Algorithmic Air-Gapping: The Ultimate Separation of Duties
Perhaps the most critical security control in this architecture is the physical and logical isolation of the AI models themselves. In traditional monolithic AI deployments, a single model drift or hallucination can compromise the entire workflow.
This swarm avoids that risk through strict separation of duties across isolated local models. The "Conductor" orchestrator runs exclusively on the bare-metal MS-01, utilizing a heavy 35-billion parameter reasoning model. Meanwhile, the execution subagents run on the BigBrain node using entirely different, specialized 9B parameter models.
Crucially, these models do not share a context window and cannot communicate in fluid natural language. They exchange data strictly through rigid, schema-validated JSON payloads over RabbitMQ. This creates a functional algorithmic air-gap. The models cannot "collude," scheme, or compound each other's errors. If an update to the Conductor's model introduces a behavioral flaw, it cannot force the subagent models to act outside their hardcoded boundaries, and the Splunk Auditor will immediately flag the resulting anomalous payload.

---+---

◆ **WHAT IS EXPECTED**
Repeat word for word the stretch of the air-gapping text from "Algorithmic Air-Gapping: The" through "the entire workflow.". The items are separate material and have no connection to the air-gapping text.

---+---

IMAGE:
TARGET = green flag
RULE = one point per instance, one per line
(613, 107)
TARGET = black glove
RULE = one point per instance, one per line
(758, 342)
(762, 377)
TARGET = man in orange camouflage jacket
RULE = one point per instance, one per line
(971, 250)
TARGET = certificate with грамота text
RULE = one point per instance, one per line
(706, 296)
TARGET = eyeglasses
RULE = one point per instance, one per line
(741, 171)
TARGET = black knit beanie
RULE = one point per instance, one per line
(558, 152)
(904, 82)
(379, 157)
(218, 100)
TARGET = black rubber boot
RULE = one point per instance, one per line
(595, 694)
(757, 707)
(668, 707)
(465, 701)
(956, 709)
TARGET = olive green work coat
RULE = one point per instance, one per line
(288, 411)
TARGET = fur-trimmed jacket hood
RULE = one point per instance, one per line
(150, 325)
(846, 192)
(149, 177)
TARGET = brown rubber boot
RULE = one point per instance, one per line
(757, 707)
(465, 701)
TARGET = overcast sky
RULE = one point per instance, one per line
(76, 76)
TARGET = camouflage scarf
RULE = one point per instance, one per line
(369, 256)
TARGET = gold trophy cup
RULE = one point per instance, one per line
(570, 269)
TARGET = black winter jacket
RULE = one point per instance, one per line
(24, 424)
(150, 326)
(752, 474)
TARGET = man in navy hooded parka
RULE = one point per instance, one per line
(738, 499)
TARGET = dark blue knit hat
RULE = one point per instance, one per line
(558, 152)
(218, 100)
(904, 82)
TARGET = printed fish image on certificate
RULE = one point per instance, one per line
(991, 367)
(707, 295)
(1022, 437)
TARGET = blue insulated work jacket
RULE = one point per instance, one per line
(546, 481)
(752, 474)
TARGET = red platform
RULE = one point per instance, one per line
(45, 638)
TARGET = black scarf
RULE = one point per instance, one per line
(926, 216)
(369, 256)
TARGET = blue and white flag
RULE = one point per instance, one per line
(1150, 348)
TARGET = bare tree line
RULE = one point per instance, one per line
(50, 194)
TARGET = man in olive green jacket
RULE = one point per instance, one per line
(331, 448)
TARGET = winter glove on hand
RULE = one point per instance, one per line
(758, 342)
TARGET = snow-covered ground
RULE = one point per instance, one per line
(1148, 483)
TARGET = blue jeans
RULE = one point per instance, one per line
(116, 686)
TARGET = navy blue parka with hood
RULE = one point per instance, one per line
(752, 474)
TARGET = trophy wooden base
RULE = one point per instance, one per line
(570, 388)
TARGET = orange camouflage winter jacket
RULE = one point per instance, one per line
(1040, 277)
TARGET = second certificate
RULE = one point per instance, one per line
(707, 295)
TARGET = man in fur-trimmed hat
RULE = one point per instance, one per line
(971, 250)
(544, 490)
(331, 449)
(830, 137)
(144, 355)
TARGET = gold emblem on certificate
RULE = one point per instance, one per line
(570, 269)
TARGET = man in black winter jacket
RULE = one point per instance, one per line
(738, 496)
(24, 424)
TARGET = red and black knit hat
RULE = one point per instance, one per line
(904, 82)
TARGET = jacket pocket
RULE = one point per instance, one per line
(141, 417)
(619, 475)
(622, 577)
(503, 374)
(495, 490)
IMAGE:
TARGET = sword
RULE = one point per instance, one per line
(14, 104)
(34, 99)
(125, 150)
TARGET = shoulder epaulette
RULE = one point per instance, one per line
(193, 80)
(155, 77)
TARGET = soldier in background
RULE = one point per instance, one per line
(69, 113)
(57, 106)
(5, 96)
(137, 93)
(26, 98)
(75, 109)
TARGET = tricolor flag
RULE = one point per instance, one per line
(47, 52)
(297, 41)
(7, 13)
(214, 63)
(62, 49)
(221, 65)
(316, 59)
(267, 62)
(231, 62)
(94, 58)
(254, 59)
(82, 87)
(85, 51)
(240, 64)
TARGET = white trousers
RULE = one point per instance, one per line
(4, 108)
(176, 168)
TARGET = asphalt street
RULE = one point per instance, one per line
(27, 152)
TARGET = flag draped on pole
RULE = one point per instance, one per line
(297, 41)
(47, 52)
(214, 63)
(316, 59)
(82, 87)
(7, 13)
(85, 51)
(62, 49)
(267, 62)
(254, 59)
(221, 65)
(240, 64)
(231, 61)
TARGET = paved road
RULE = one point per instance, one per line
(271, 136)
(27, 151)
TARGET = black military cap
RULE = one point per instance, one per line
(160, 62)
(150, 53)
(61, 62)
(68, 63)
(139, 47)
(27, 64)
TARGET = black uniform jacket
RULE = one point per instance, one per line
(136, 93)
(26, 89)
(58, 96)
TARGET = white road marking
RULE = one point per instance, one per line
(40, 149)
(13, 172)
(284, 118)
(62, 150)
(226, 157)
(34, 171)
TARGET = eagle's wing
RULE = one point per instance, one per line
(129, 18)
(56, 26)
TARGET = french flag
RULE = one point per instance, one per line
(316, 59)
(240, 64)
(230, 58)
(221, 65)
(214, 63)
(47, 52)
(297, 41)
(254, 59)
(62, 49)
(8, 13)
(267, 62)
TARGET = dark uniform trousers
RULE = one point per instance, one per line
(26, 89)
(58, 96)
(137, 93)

---+---

◆ **ANSWER AREA**
Algorithmic Air-Gapping: The Ultimate Separation of Duties
Perhaps the most critical security control in this architecture is the physical and logical isolation of the AI models themselves. In traditional monolithic AI deployments, a single model drift or hallucination can compromise the entire workflow.